What you are asked to do — Count the lines in the records below that contain the word "damselfly", and give only the number.

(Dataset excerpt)

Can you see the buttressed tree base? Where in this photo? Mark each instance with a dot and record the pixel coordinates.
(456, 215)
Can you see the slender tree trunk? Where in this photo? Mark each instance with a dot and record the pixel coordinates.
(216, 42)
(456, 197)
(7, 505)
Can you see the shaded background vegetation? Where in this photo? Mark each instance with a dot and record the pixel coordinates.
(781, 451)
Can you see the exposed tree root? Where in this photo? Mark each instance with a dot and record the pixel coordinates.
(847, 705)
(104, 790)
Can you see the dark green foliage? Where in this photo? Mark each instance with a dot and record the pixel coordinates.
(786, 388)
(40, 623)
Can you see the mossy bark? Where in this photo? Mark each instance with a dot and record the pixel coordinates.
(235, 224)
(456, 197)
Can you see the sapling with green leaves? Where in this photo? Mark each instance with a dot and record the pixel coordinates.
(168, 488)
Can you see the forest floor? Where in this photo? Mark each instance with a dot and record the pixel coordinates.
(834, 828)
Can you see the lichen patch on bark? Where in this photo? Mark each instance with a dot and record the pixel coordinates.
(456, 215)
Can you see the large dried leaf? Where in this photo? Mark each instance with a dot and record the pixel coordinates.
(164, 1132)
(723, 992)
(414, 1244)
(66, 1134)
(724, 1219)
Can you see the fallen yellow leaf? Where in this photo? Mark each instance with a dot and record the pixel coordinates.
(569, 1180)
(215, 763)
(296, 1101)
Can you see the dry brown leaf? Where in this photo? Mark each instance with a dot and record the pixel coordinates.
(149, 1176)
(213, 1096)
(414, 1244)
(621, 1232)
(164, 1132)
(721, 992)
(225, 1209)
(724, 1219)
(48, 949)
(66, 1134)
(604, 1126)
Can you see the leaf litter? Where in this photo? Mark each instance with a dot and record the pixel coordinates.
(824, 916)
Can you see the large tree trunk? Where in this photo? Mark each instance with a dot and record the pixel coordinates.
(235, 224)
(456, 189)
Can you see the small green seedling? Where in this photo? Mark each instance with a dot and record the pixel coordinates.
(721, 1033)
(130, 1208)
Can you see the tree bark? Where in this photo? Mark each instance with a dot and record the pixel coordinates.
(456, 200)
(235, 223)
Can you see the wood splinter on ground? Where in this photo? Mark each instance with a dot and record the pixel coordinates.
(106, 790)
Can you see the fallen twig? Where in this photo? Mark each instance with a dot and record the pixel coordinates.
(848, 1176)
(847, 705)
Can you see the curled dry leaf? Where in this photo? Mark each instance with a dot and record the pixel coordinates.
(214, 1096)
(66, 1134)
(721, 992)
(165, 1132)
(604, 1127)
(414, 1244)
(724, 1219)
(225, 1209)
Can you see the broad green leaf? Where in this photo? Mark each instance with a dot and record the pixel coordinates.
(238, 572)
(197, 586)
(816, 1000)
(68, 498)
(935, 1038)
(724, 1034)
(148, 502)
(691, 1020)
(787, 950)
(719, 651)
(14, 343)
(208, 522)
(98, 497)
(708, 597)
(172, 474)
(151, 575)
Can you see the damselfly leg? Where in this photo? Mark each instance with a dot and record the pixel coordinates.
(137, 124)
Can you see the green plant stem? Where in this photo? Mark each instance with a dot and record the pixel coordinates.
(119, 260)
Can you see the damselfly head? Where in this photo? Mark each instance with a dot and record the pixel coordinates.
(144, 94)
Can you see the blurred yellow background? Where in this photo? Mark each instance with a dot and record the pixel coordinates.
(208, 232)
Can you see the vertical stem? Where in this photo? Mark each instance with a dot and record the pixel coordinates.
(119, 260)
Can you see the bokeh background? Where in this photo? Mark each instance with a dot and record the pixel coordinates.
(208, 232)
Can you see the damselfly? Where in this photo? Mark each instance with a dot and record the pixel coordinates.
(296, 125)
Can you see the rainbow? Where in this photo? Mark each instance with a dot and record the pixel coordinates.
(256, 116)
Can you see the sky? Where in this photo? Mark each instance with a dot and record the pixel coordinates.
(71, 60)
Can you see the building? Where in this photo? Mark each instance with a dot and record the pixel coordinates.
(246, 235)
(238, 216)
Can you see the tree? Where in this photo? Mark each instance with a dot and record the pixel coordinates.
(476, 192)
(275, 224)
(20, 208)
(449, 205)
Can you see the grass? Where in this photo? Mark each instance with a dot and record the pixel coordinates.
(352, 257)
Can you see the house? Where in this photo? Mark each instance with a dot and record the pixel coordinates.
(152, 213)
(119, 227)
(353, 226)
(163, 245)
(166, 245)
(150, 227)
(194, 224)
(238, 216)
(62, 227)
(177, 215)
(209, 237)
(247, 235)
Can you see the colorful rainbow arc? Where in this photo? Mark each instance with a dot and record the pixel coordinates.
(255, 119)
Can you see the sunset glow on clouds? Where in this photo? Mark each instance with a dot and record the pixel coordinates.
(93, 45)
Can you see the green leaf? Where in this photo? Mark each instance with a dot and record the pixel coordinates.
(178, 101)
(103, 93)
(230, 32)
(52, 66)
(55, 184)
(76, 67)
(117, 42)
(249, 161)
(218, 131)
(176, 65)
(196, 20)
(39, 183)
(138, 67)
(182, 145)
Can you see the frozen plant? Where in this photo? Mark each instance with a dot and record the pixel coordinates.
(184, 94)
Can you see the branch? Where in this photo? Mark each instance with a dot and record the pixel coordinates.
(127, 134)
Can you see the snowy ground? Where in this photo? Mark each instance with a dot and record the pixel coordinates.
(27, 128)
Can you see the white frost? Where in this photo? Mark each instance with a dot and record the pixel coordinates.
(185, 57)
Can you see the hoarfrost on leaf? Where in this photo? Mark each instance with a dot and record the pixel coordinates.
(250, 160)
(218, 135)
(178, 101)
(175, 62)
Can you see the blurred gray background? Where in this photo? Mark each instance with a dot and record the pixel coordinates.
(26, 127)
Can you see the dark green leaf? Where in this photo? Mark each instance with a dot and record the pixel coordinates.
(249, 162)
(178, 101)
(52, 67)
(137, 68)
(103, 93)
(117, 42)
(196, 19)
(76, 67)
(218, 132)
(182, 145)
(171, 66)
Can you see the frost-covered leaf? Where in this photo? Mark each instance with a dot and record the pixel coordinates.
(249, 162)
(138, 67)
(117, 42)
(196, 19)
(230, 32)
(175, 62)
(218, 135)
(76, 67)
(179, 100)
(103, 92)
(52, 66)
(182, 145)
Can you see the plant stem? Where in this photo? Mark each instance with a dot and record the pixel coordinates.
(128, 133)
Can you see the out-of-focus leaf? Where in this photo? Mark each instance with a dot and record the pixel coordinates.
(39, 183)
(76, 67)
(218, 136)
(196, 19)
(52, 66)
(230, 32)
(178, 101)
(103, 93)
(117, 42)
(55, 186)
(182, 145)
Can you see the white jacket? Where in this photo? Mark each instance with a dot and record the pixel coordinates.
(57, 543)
==
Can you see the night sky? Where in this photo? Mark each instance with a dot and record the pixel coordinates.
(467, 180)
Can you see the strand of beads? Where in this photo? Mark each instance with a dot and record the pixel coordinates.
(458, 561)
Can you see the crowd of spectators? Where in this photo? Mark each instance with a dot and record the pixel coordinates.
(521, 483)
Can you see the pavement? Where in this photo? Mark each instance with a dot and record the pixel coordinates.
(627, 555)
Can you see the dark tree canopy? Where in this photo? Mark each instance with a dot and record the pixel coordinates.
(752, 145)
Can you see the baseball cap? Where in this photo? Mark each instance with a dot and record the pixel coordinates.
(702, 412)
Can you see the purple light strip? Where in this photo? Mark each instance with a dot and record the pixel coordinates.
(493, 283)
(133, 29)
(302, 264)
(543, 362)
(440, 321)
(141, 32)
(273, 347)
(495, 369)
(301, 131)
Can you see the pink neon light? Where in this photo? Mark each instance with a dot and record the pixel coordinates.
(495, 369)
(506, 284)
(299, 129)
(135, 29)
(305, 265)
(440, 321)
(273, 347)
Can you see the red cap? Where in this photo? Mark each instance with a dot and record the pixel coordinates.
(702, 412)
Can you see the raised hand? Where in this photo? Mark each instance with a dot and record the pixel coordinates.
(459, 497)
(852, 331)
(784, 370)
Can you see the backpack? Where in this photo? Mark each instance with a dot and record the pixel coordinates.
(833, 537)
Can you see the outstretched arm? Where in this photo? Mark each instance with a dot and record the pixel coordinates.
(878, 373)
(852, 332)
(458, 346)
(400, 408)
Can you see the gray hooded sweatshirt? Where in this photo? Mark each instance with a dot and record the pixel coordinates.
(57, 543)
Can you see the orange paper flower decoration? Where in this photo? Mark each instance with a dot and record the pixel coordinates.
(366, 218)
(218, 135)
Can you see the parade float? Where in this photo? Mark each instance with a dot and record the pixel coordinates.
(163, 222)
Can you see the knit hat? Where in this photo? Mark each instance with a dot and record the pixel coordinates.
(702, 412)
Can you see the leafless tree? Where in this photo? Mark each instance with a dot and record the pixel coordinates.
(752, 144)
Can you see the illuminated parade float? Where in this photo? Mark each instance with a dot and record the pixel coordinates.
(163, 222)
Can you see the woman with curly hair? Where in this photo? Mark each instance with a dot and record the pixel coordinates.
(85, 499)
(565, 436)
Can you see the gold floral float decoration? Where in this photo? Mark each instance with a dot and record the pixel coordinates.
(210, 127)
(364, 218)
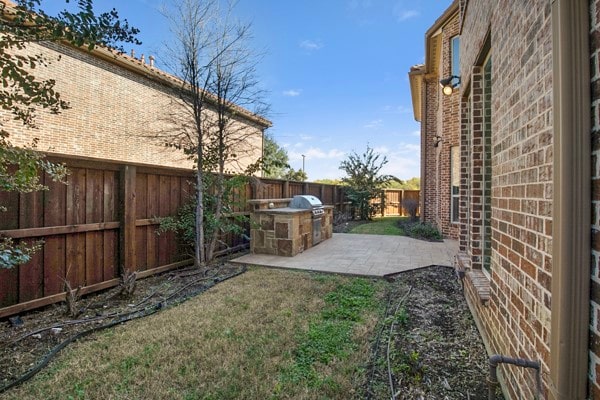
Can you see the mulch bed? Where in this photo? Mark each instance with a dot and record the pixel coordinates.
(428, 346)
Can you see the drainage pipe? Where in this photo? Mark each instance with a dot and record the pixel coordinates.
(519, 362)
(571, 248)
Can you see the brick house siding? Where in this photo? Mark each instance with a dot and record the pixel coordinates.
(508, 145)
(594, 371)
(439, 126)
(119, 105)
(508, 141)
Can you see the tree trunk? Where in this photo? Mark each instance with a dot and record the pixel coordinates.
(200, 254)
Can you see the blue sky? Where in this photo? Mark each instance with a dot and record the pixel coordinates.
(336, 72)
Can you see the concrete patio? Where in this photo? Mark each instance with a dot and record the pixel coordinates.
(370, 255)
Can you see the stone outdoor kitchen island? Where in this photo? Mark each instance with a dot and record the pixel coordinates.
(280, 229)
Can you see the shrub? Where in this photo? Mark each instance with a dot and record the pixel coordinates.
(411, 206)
* * *
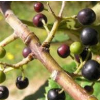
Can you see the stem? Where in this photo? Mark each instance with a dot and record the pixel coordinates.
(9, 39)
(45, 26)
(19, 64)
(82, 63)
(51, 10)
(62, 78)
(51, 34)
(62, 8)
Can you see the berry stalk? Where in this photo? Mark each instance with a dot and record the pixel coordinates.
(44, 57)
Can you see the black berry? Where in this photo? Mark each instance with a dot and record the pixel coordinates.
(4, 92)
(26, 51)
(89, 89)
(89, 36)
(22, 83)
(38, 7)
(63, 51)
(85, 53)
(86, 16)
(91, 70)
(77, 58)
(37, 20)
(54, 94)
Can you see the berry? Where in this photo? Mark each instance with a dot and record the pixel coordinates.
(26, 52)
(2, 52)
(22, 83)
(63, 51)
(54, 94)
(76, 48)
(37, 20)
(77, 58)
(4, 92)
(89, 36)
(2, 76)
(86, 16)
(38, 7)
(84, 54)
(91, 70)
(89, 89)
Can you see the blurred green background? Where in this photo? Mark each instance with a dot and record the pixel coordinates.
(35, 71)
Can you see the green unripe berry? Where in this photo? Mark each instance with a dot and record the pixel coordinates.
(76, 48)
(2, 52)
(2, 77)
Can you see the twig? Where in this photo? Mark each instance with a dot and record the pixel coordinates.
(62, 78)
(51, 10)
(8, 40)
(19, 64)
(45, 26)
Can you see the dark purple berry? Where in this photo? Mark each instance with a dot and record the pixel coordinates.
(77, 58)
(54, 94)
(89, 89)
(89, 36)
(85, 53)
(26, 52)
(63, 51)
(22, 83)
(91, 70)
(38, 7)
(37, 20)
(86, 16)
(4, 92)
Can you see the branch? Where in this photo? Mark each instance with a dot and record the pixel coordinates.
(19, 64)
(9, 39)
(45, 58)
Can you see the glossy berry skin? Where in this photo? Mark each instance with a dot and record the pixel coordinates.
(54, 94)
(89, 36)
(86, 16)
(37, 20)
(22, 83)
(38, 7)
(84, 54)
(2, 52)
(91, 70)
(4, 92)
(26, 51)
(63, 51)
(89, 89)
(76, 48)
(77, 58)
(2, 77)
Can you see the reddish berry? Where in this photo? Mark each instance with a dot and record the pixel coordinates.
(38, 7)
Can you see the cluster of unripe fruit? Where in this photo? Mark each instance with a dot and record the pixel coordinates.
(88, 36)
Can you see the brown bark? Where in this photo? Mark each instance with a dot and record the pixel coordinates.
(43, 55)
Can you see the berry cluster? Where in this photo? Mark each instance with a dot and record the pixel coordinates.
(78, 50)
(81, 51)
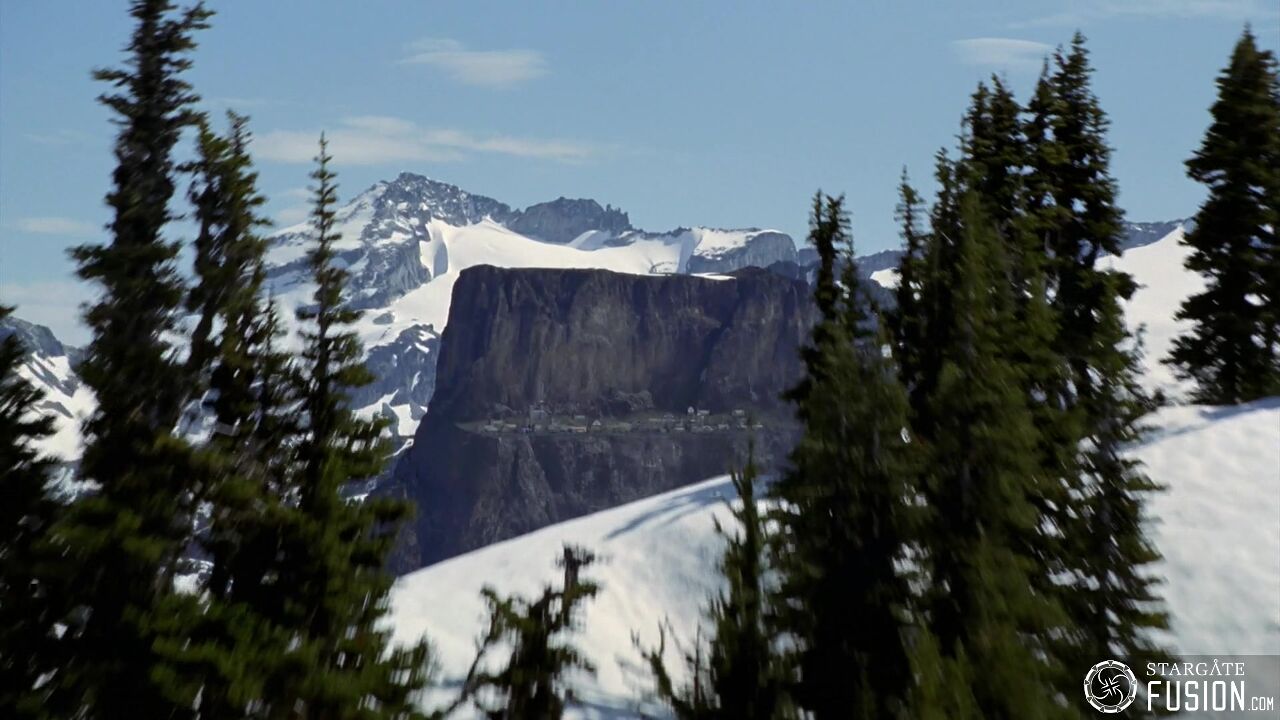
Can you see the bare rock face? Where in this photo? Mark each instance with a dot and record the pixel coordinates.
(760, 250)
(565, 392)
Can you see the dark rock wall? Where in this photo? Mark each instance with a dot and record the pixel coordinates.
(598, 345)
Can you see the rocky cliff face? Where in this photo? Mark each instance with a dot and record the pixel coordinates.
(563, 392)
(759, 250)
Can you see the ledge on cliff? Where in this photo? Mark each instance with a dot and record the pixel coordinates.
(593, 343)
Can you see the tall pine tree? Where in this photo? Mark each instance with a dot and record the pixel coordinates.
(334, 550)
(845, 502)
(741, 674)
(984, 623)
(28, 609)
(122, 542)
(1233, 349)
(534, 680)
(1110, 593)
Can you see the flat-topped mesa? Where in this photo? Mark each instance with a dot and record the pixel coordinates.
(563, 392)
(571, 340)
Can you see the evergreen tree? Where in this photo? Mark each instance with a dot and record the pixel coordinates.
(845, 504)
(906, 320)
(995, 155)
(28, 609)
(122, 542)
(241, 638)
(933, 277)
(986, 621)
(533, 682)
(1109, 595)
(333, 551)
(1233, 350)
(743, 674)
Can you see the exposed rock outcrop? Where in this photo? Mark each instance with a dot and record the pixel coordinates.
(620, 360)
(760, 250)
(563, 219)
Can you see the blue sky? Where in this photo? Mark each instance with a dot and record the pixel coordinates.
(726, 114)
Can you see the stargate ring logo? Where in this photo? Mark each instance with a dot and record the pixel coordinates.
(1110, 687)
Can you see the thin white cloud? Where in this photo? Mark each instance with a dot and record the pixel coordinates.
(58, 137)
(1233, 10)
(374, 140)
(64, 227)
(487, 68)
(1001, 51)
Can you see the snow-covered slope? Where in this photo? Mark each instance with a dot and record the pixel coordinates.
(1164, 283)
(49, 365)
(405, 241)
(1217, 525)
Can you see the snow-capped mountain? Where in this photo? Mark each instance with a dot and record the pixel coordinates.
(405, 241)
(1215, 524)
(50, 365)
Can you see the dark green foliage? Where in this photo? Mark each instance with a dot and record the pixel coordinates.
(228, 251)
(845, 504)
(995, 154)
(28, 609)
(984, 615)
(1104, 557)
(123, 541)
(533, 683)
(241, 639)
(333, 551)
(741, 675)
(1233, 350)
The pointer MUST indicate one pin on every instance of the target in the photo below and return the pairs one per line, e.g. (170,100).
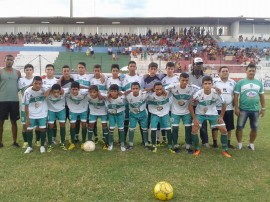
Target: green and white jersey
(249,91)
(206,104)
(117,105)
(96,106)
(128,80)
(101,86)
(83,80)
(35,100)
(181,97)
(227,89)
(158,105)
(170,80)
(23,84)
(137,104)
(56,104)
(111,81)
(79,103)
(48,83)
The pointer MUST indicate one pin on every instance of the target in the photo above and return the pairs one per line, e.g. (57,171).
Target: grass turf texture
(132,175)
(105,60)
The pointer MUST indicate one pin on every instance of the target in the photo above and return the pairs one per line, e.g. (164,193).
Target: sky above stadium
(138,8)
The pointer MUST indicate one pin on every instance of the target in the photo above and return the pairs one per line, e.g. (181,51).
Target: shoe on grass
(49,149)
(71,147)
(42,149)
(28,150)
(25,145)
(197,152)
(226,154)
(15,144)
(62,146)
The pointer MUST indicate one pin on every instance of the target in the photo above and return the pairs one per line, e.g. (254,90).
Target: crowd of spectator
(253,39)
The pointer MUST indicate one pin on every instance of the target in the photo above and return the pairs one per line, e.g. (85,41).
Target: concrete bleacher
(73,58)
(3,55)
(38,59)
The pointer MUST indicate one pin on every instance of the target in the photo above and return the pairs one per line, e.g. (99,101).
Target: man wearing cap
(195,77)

Task answer — 3